From the entries below, give back each line in which the word "swimmer" appears.

→ ENTRIES:
[Start]

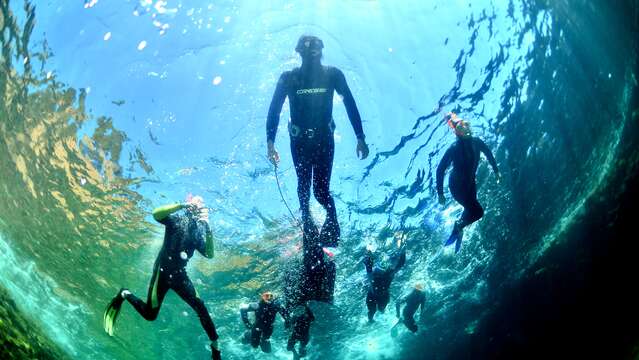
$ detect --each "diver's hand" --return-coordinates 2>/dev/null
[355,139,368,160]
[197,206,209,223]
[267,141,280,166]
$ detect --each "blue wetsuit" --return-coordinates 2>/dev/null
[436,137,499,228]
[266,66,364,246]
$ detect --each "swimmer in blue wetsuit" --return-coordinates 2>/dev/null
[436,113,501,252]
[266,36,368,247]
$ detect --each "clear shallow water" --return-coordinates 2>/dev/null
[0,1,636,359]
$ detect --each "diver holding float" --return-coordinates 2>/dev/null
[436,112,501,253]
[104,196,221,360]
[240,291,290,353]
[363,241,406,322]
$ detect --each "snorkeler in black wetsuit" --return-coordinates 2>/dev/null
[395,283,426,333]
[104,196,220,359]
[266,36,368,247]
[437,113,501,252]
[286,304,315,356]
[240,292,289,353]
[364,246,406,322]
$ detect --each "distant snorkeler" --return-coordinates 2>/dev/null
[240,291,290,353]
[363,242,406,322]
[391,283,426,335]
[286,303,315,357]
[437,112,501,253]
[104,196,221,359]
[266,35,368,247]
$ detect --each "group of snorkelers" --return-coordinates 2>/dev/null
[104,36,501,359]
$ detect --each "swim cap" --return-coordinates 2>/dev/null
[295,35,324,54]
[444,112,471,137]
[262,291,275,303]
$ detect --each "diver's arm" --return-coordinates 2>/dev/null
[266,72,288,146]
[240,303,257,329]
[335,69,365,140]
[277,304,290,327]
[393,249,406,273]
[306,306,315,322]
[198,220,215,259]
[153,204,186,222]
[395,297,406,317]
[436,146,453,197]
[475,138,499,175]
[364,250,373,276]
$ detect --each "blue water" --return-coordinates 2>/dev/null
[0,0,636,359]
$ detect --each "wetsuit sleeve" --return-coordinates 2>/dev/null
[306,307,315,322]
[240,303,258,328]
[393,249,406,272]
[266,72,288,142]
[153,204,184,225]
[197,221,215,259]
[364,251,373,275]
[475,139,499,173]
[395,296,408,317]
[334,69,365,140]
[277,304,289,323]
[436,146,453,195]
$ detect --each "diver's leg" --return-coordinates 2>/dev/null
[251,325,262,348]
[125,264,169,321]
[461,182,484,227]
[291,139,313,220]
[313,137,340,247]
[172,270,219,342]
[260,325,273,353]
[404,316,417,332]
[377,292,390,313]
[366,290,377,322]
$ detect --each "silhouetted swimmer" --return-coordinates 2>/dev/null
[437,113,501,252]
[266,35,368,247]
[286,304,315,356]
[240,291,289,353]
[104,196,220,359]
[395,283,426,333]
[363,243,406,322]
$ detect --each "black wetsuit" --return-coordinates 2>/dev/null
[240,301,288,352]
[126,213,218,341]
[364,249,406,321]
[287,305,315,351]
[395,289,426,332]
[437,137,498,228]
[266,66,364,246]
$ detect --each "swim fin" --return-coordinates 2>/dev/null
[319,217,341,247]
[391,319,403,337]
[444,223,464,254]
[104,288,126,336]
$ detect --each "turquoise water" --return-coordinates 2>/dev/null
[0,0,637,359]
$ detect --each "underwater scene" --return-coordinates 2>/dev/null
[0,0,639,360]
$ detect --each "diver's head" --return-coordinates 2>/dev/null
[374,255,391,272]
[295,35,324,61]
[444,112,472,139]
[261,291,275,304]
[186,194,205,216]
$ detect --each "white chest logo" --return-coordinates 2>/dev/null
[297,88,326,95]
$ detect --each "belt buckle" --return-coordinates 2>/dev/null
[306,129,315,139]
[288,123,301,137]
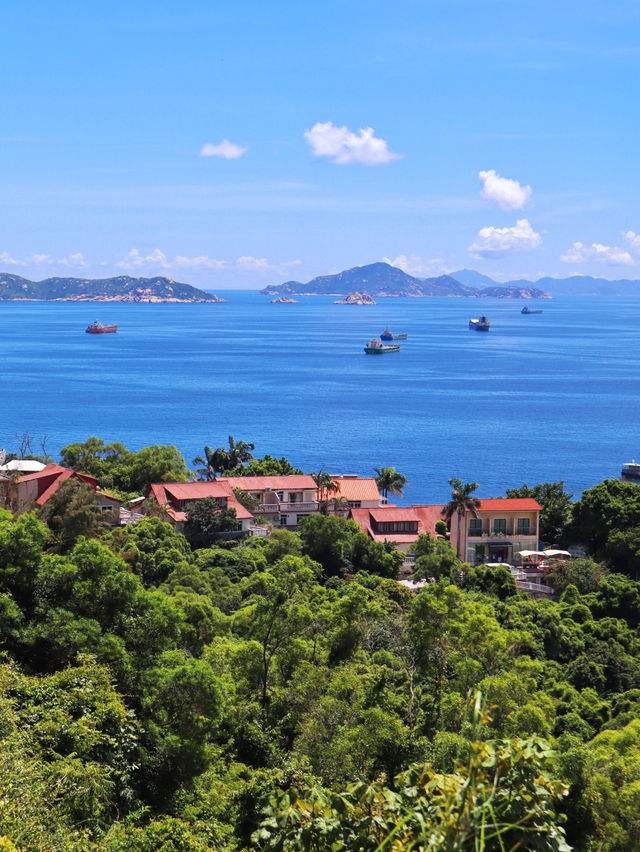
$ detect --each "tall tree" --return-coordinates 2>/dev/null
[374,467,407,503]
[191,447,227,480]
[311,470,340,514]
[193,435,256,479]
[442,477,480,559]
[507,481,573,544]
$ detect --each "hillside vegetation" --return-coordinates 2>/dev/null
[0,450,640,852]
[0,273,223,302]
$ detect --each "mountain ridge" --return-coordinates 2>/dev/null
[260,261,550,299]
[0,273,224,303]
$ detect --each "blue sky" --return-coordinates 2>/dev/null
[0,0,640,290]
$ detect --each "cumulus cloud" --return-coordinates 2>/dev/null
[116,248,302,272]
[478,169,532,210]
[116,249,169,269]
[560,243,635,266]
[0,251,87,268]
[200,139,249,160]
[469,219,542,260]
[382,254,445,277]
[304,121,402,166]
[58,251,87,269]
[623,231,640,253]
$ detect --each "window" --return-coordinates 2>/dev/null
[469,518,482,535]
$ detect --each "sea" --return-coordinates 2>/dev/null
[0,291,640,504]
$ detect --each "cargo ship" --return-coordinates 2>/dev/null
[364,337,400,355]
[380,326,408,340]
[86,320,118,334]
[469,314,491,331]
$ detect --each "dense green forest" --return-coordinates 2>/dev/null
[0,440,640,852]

[End]

→ PROBLEM SOLUTION:
$ detect --each "swimmer in blue wetsuit" --return-coordinates 2>/dev/null
$ detect --each "silhouetted swimmer" --return-coordinates 2>/dev/null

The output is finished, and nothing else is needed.